INFORMATION GIVEN:
####
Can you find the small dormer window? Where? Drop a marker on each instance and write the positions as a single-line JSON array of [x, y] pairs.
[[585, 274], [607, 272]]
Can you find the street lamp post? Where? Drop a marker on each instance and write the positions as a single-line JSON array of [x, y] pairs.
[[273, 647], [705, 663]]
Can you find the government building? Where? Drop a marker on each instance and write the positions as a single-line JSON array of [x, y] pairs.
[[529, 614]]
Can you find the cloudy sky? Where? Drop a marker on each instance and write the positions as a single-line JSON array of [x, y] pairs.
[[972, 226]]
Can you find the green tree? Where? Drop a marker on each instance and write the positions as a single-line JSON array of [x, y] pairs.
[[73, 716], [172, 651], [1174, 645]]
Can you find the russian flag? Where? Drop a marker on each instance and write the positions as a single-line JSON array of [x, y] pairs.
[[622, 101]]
####
HOW TO COMPLETE THIS TASK: Nothing but the line with "Can you find the street" and the lines after it, through the end of the material, should appear in the output, word for word.

WORKED SOLUTION:
Can you find the street lamp post? Where? Drop a marker on each instance and write the positions as a single-line JSON array of [x, y] pairs.
[[273, 647], [705, 663]]
Can you find the government building? Where? Drop a marker on each instance and write the positions as a single-line JSON array of [x, y] pairs.
[[529, 614]]
Can you find the cloudy sky? Where? Drop a marker on each instance and write the positions as a single-line JSON array of [x, y] pairs.
[[972, 226]]
Can you find the green tree? Where? Drop a marker on each instance and write the positions as a single-line JSON array of [x, y] pairs.
[[73, 716], [172, 651], [1174, 645]]
Can you find the russian flag? Where? Drop a marker on each instance and write the positions as a single-line JSON array of [x, y] pairs.
[[622, 101]]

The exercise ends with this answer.